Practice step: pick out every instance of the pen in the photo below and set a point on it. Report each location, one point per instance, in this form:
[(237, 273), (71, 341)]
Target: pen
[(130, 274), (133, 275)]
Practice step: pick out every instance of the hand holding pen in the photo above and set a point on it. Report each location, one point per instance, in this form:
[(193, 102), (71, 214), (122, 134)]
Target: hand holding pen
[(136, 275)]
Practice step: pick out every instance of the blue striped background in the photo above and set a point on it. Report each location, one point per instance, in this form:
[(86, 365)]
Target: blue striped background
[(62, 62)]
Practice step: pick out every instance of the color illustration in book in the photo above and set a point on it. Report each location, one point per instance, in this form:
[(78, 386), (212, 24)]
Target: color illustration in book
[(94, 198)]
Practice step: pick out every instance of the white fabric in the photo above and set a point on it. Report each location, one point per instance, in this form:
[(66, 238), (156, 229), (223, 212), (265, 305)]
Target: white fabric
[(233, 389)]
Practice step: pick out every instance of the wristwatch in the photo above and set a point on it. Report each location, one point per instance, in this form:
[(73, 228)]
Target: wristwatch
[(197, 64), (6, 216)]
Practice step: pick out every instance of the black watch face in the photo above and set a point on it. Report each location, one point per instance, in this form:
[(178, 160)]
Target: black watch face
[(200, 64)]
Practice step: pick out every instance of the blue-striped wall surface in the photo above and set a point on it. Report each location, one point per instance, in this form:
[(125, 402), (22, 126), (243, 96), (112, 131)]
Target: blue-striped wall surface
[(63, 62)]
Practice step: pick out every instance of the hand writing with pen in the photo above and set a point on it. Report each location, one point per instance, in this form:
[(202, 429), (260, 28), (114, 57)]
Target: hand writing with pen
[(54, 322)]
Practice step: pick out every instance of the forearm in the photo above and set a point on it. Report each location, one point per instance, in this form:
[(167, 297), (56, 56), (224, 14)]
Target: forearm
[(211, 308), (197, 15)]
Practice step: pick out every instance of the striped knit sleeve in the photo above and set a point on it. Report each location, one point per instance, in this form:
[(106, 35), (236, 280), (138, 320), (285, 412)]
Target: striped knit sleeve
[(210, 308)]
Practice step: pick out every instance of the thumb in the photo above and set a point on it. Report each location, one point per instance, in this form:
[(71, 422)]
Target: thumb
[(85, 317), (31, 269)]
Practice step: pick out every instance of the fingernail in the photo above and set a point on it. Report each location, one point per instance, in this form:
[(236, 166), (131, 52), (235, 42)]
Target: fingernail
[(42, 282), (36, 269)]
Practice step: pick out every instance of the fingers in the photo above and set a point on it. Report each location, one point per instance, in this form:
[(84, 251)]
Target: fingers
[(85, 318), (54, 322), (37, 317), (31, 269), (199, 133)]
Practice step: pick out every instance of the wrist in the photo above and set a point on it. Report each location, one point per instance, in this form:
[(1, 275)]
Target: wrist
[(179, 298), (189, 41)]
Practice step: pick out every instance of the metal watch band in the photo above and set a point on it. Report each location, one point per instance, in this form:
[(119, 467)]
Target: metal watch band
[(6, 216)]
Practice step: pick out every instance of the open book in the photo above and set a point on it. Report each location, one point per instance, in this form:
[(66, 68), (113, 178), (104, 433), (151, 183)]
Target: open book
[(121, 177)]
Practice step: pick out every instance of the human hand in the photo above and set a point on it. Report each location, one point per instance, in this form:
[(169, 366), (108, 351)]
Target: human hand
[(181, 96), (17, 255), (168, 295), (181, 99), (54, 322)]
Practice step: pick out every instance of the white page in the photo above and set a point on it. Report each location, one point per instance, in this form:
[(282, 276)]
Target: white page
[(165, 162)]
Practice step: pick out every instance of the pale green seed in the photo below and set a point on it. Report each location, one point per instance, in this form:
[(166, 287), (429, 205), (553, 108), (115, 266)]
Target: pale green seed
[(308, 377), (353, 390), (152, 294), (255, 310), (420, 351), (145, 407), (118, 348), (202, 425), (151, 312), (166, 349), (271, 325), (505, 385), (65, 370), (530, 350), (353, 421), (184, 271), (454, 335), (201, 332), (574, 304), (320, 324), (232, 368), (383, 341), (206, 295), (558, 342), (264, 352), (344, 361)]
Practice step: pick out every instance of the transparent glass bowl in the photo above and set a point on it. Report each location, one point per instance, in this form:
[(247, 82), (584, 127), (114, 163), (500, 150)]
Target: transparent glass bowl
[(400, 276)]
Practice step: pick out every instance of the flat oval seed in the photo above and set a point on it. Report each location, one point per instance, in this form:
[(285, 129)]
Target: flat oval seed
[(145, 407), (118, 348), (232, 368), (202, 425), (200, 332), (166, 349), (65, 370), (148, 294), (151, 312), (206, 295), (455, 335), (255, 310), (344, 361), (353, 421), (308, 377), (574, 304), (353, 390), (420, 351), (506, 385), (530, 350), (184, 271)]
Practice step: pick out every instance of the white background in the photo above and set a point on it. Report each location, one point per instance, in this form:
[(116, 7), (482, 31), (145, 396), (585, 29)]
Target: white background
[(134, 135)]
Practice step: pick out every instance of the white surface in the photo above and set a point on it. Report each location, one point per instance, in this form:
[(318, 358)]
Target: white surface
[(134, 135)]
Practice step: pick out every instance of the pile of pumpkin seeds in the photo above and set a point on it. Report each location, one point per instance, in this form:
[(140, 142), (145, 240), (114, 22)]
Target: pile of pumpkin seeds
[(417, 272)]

________

» **What is being asked**: Copy the listing above with each "Practice step" changed to "Drill" and no other edits.

» **Answer for the task**:
Drill: pick out every instance of the pen in the photo below and set a point on it. Report each location, one point per instance, in this form:
[(237, 273), (71, 341)]
Target: pen
[(130, 274), (133, 275)]
Drill: pick out every instance of the hand holding pen in the photo above and set a point on it. Report each location, one point per instance, in this form:
[(193, 102), (71, 214), (122, 134)]
Target: hand holding pen
[(136, 275)]
Drill: pick out every instance of the blue striped background in the photo above and set a point on it. Report each location, one point per instance, in this form:
[(86, 365)]
Target: blue striped background
[(62, 62)]
Drill: pick out every instance of the color illustration in book in the photo above and set a point on it. Report each location, one point per instance, in this form:
[(78, 386), (212, 24)]
Target: color illustration in book
[(94, 198)]
Drill: pick out every instance of the white fabric in the photo above and set a point on it. Report each location, one point per instance, in this form:
[(66, 238), (156, 229), (223, 212), (265, 305)]
Target: white fabric
[(233, 389)]
Drill: pick out every instance of the wristwatch in the photo above and set a point on it. Report each location, one point per instance, in this form:
[(73, 228)]
Target: wristwatch
[(197, 64), (6, 216)]
Drill: pick out every instance of the black watch face in the photo above and set a point on it. Report each location, one point per instance, in this form:
[(178, 160)]
Target: black watch face
[(200, 64)]
Drill: pick out every instance of the blue-striped wall surface in the photo above and set a point on it. Report each location, one point per instance, in this form:
[(125, 402), (22, 126), (243, 96), (112, 131)]
Target: blue-striped wall surface
[(63, 62)]
Drill: pick out every instance of the hand writing with pen in the photo above and set a point on it. Report each location, one point per instance, in this form:
[(202, 429), (260, 28), (114, 57)]
Target: hand writing with pen
[(54, 322)]
Drill: pick out every instance of the forearm in the photo above and set a point on it. Report each location, one point per instance, in this form:
[(167, 297), (56, 56), (224, 14)]
Target: forearm
[(211, 308), (197, 15)]
Drill: pick out every instance of the striped knit sleeve in the photo above and set a point on it. Report each location, one point per instance, in this form:
[(106, 35), (236, 280), (138, 320), (285, 412)]
Target: striped knit sleeve
[(210, 308)]
Drill: pick out every instance of the thumb in the photo above and set a point on it. Report each location, one point per instance, in this form:
[(71, 422)]
Target: thumb
[(85, 317), (31, 269)]
Drill: pick out every instance of the fingernail in the photo above and set a point on it. Report each location, one point per instance, in this form:
[(236, 166), (131, 52), (235, 42)]
Target: fingernail
[(42, 282), (36, 269)]
Drill: pick out every instance of the fingers in the photo above and set a point on it. Report each location, one point per instance, in this form:
[(84, 251)]
Target: fingers
[(85, 318), (54, 322), (37, 317), (31, 269), (199, 133)]
Drill: pick out every instance of the wrist in the photo above and set a point on it. Report each location, one point per instance, in this form:
[(1, 275)]
Target: wrist
[(179, 298), (189, 41)]
Drill: pick out every instance of the metal watch band in the photo above and set a point on it. Report each location, one point per instance, in this form:
[(119, 467)]
Target: metal watch band
[(6, 216)]
Drill: pick out every instance of the open book in the photo above and set a point on it. Report each location, one point per instance, in this form:
[(66, 68), (113, 178), (104, 433), (151, 183)]
Target: open book
[(121, 177)]
Drill: pick out every instance of the human hand in the photo above and set a point on it. Report each location, one point per instance, in this form:
[(169, 366), (108, 351)]
Target: human hand
[(181, 96), (17, 255), (168, 295), (181, 99), (54, 322)]
Drill: pick out every instance of the white page in the photo above and set a point on it. Report each location, one point per instance, in this form:
[(282, 276)]
Target: white page
[(165, 162)]
Drill: pick out every instance of the pale green seed in the photo below and set a point on it. Report each location, one point per instance, in this form:
[(166, 287), (429, 205), (553, 108), (115, 266)]
Target: pale green seed
[(308, 377), (353, 390), (152, 294), (255, 310), (420, 351), (145, 407), (118, 348), (202, 425), (151, 312), (166, 349), (271, 325), (505, 385), (65, 370), (530, 350), (353, 421), (184, 271), (454, 335), (201, 332), (574, 304), (320, 324), (232, 368), (383, 341), (206, 295), (558, 342), (264, 352), (344, 361)]
Drill: pick out every instance of the transparent glass bowl in the photo above and set a point on it. Report each location, one point per instance, in this form:
[(247, 82), (584, 127), (114, 163), (500, 150)]
Target: transparent glass bowl
[(400, 276)]
Drill: pick out every instance of the flat oval seed in the photo above and set a point on it. Report each location, one point per instance, in this form:
[(285, 129)]
Target: flat oval seed
[(145, 407), (118, 348), (232, 368), (202, 425), (200, 332), (166, 349), (65, 370), (148, 294), (151, 312), (206, 295), (455, 335), (255, 310), (344, 361), (353, 421), (308, 377), (574, 304), (353, 390), (420, 351), (506, 385), (530, 350), (184, 271)]
Drill: pick out every instance of the white background in the photo above and set a point on it. Report each location, one point per instance, in this form:
[(116, 7), (482, 31), (145, 396), (585, 29)]
Target: white background
[(134, 135)]
Drill: pick out every instance of the white surface in the photo above and set a point on it. Report each location, one point per instance, in this form:
[(318, 358)]
Target: white surface
[(134, 135)]
Drill: pick out every instance of the pile of pumpkin seeds in the photo above and set a point on it. Report each location, one point per instance, in this form:
[(140, 142), (145, 240), (114, 22)]
Target: pile of pumpkin seeds
[(417, 272)]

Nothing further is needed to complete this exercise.